TASK A: Reproduce the whole forum thread about a Tagalog sentence below, word for word.

TEXT EXCERPT:
# katatapos



## Qcumber

Magandáng hápon sa inyóng lahát. 
The sentence below comes from a website where a German linguist explains Tagalog grammar in Filipino!

*Binubuo ang isa lang na katatapos sa isang angkan ng salita (at hindi tig-isa sa lahat ng pandiwa ng angkan).*

My problem is that I only understand parts of the sentence, but not the whole.

1) Binúbuô ang isá lang = (It) constitutes only one
2) katátapós = has just finished
3) sa isáng angkán ng salitâ = to a family of words
4) at hindî tig-isá sa lahát ng pandíwà ng angkán = and not each one of all the verbs of the family

Could someone be so kind as to tell what the whole sentence means.


----------



## perfavore

Qcumber said:


> Magandáng hápon sa inyóng lahát.
> The sentence below comes from a website where a German linguist explains Tagalog grammar in Filipino!

LISTED RECORDS:
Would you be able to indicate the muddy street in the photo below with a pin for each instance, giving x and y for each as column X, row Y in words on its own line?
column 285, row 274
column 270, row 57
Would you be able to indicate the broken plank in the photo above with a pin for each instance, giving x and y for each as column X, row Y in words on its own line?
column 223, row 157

---

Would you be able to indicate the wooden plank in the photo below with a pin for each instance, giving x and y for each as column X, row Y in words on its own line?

TASK B: Turn the entries from the line with "Would you be able to indicate the broken" to the line with "column 223, row 157" into a numbered list, skipping any blank lines.

EXERCISE RESULT A:
# katatapos



## Qcumber

Magandáng hápon sa inyóng lahát. 
The sentence below comes from a website where a German linguist explains Tagalog grammar in Filipino!

*Binubuo ang isa lang na katatapos sa isang angkan ng salita (at hindi tig-isa sa lahat ng pandiwa ng angkan).*

My problem is that I only understand parts of the sentence, but not the whole.

1) Binúbuô ang isá lang = (It) constitutes only one
2) katátapós = has just finished
3) sa isáng angkán ng salitâ = to a family of words
4) at hindî tig-isá sa lahát ng pandíwà ng angkán = and not each one of all the verbs of the family

Could someone be so kind as to tell what the whole sentence means.


----------



## perfavore

Qcumber said:


> Magandáng hápon sa inyóng lahát.
> The sentence below comes from a website where a German linguist explains Tagalog grammar in Filipino!

EXERCISE RESULT B:
1. Would you be able to indicate the broken plank in the photo above with a pin for each instance, giving x and y for each as column X, row Y in words on its own line?
2. column 223, row 157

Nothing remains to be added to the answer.